Supplied material »

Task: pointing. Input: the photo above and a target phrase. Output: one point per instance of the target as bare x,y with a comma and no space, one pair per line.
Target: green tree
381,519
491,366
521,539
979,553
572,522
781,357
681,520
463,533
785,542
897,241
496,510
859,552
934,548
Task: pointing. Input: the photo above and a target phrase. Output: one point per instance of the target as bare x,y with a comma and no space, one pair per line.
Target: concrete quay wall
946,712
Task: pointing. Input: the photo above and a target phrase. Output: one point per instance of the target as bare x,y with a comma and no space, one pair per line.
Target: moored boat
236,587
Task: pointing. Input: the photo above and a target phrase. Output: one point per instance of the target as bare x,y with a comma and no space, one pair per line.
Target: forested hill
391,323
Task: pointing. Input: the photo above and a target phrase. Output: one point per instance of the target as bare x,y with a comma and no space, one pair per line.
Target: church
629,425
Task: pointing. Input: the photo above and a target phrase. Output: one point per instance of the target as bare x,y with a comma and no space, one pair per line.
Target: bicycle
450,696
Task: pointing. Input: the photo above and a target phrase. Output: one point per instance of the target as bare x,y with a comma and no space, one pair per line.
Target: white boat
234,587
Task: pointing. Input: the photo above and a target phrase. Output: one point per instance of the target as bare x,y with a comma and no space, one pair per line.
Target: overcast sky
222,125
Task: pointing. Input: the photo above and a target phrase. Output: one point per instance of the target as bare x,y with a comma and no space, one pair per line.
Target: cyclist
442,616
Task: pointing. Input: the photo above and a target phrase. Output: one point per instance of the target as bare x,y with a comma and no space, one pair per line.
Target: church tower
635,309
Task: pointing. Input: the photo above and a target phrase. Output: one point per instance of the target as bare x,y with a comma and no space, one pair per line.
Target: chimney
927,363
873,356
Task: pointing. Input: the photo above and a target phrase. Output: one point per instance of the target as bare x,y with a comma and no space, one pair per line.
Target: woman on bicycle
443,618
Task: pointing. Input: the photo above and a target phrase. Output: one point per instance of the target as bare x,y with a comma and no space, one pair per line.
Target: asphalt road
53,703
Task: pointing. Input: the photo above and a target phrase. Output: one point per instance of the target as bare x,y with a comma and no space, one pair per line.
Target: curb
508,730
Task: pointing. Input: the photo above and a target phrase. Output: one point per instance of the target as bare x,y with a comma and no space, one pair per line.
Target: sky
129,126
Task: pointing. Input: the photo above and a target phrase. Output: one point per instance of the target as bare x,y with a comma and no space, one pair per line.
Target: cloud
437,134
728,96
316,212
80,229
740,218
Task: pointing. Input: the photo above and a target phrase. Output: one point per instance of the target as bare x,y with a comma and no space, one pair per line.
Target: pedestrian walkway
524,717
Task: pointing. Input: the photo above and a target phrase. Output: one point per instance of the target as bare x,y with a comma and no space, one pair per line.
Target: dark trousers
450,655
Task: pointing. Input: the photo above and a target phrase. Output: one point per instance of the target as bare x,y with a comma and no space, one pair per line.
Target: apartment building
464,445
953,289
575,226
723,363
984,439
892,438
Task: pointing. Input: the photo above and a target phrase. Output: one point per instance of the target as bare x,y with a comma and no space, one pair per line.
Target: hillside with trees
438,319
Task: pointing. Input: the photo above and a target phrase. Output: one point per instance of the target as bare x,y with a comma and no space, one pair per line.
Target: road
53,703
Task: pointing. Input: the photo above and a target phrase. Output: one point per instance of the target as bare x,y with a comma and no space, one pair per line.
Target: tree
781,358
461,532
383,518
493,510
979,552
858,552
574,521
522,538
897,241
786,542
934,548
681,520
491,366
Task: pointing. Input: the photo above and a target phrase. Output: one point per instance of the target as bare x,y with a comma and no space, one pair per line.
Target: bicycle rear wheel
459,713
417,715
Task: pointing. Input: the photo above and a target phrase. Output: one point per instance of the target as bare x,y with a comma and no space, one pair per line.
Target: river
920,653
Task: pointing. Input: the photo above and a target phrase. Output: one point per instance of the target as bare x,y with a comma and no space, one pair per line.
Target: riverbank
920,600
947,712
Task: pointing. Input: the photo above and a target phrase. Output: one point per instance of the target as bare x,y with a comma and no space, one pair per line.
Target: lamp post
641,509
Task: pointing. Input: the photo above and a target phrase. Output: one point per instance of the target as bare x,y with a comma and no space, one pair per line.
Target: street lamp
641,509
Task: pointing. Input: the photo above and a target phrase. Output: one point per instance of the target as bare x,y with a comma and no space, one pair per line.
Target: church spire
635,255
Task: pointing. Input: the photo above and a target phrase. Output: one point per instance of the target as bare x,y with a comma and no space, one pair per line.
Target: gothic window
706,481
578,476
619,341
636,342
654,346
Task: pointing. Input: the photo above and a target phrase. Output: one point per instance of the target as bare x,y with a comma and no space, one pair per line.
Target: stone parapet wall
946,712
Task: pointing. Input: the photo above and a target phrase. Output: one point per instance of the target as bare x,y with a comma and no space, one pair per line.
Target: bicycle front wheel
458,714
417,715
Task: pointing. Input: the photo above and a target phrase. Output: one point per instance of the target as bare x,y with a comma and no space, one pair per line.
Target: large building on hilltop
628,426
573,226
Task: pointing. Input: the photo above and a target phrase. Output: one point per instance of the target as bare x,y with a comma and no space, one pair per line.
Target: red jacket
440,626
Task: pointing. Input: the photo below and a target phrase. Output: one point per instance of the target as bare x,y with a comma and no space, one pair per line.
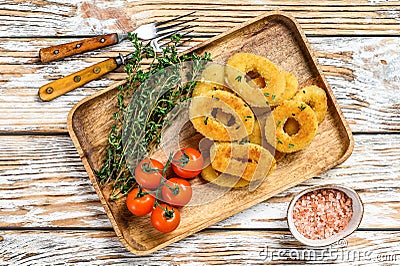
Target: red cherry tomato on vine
165,218
139,202
187,163
177,192
148,173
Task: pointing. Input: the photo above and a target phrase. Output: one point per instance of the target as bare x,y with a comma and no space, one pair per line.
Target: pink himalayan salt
322,213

What the task requires »
The records above are to be repeated exactly, with every picture removed from the copy.

Answer section »
Task: pointing. Input: the photo above and a target phrase. Output: one point per instance of the target as bare x,y with a comma and no space, one pair per line.
Target: green tree
381,519
491,366
521,539
979,553
572,522
781,357
681,520
463,533
785,542
897,241
496,510
859,552
934,548
Task: pointing. Input: the photo above and a target phrase. Output: one point per instance of the target as bare x,y with a comma and no space, one pair per line.
Target: concrete quay wall
946,712
Task: pointing. Input: the photo above and a target phrase. Output: one point per instance of the target as bare x,y with a comma and no space, one pair per line.
Target: moored boat
236,587
Task: pointing. Input: the photo above and a target phrase. Output: one point per instance of the target as bare x,y with a comma and no space, one pair per line.
Target: forested hill
391,323
Task: pointing. Input: the photo above and a target phrase. Output: one point per instance of the target as bare x,y with a comma and no space, one pair per line.
Target: church
629,425
Task: pointing. Input: the photo above and a target phrase. Output: one point per instance of the target as bare x,y with a comma and no space, one pair per line.
Target: bicycle
450,696
Task: pointing. Input: the photo above and a target phrase. Output: one point per instance of the target as bare x,y with a comma and no space, one pair per line.
Target: white boat
234,587
Task: pointing. Input: the photo above and a target phrase. Output: one point per instance of the target as bare x,y with a comma and no space, one pair per line.
Target: overcast sky
222,125
Task: pointing. Input: the photo above and a target phrase. Output: one point per instance of the target as bare x,y with a comma and no space, one pair per line.
Target: cyclist
442,616
Task: pointing. Input: the photo above and a target phrase. Output: one point per instance of the target as bare x,y with a comma and no space, one pair per line.
Target: church tower
635,309
Task: pointing. Input: the photo above and a target phrase. Output: one point per instance of the target as bare x,y with a comma and no space, one pair per line.
Target: chimney
927,363
873,356
Task: pointing. Input: the photo above and a target phrase. Output: one point per instance of the target as bare x,y with a comma and no space, one pair per line.
Target: woman on bicycle
443,618
Task: pointing. Input: the photo above and a target phrase. Output: one point per instance of the target as bare x,y with a comma and no space, one pair per line.
Target: asphalt road
53,703
Task: pointing. Input: the photo above and a target phrase. Output: one point per instance of the target as bare x,y with a comma and no space, one pair per line.
Target: curb
508,730
Task: pointing. Input: the photo above and a target phrase. Output: one point per instance of the target as bare x,y with a comma and no space, one pair per line.
Target: sky
129,126
Task: pointing. Input: the photo above and a target phrase. Output: one point per instance of the target as bare x,y with a comma and no space, one pair per line.
Target: cloud
437,134
728,96
316,212
80,229
740,218
Task: pointing. Input: the photo above and a target phrase. Output: one point per instance of the target as bare x,y with a comma and no space, one pair per line.
Target: pedestrian walkway
524,717
Task: pointing. Input: the photo above and a target phrase. Output: one point per instance of the target as bare x,y with a comma and no space, one pair per line.
Target: dark trousers
450,655
Task: pointing. Input: the photo above and a target phrase. Output: one point per instance of the target as bare x,y with a comma and no space, one pair per line.
Target: apartment building
464,445
953,289
575,226
723,363
984,439
892,438
Task: pointing. Input: the photo above and a target phrase. Output: one point per instance of the target as bare x,y with a comma and no space, one pair per line.
Target: hillside with trees
438,319
Task: pointing. Input: the photo above and a target phrase. Output: one point per instance of the target as bare x,y with a comma and no space, one pair per line.
Target: road
53,703
Task: pointing. Input: the photo above and a target phrase. Output: one point per instance of the target as bare x,y with a comma and no space, one pair per line.
Target: tree
781,358
461,532
383,518
493,510
979,552
858,552
574,521
522,538
897,241
786,542
934,548
681,520
491,366
Task: pointing. Input: the photo above and a target phrase. Output: one point per instance of the target as bare x,y with a comma and no space, one pair per line.
Target: bicycle rear wheel
459,713
417,715
Task: pointing. Input: the photo above and a target phrase. Output: one point per instance of the target as bare x,y with a comma and no space, one pair per line.
Target: river
920,653
Task: pointing. Input: the photo above and a target phrase. Output: one point per instance of the target as bare x,y with a comma and no space, one pair per line.
Target: riverbank
920,600
947,712
Task: pointing. Input: the photo above and a target phrase. Output: one point per instance of the target as bare x,y with a comma and no space, one pair per line.
Target: lamp post
641,509
Task: pointing. Input: the photo above and a target phrase. Output: one point per instance of the target as bare x,y with a comma and no space, one pair per line.
Target: street lamp
641,509
Task: pointing. Input: the photo above and a target phrase. Output: one point per instance of the target as bare x,y with a comma and no space, one pair per line.
Target: church spire
635,255
Task: pointing. Input: the photo above and a target phrase. Output: one point per instance of the target as bare x,y with a comma and no space, one pair per line.
Target: gothic window
706,481
578,476
619,341
636,342
654,346
Task: pointing. Input: the photo above and a target phrase. Output: one point per instance of the target as bare x,y with a comma and no space, one pair per line.
Target: stone parapet wall
946,712
Task: pointing. Input: the photo above and a target phrase. Output: one point per instance of the target as bare x,y with a comma and no space, one pair per line.
Target: bicycle front wheel
458,714
417,715
Task: pointing. Input: the photo above and a target phrase. Output: one point per instance of the target as bare x,y with a comma and no space, one pair per line.
Target: large building on hilltop
628,426
573,226
Task: pointing. Input: the photo above and a target phrase. Output: one point per instance of the target as bare x,y with a comma and no space, one pair per line.
Target: red jacket
440,626
Task: pointing. Input: the photo below and a target phrase. Output: one point per instance of the target as bare x,y with a comma and no space, one pair per line.
Target: red cherry tomato on vine
165,218
139,202
187,163
177,192
148,173
Task: pointing. Input: the photo above and a target phrase. Output: one point per instance of the target as bare x,y with a comma and no space, one pair per line.
Target: pink himalayan salt
322,213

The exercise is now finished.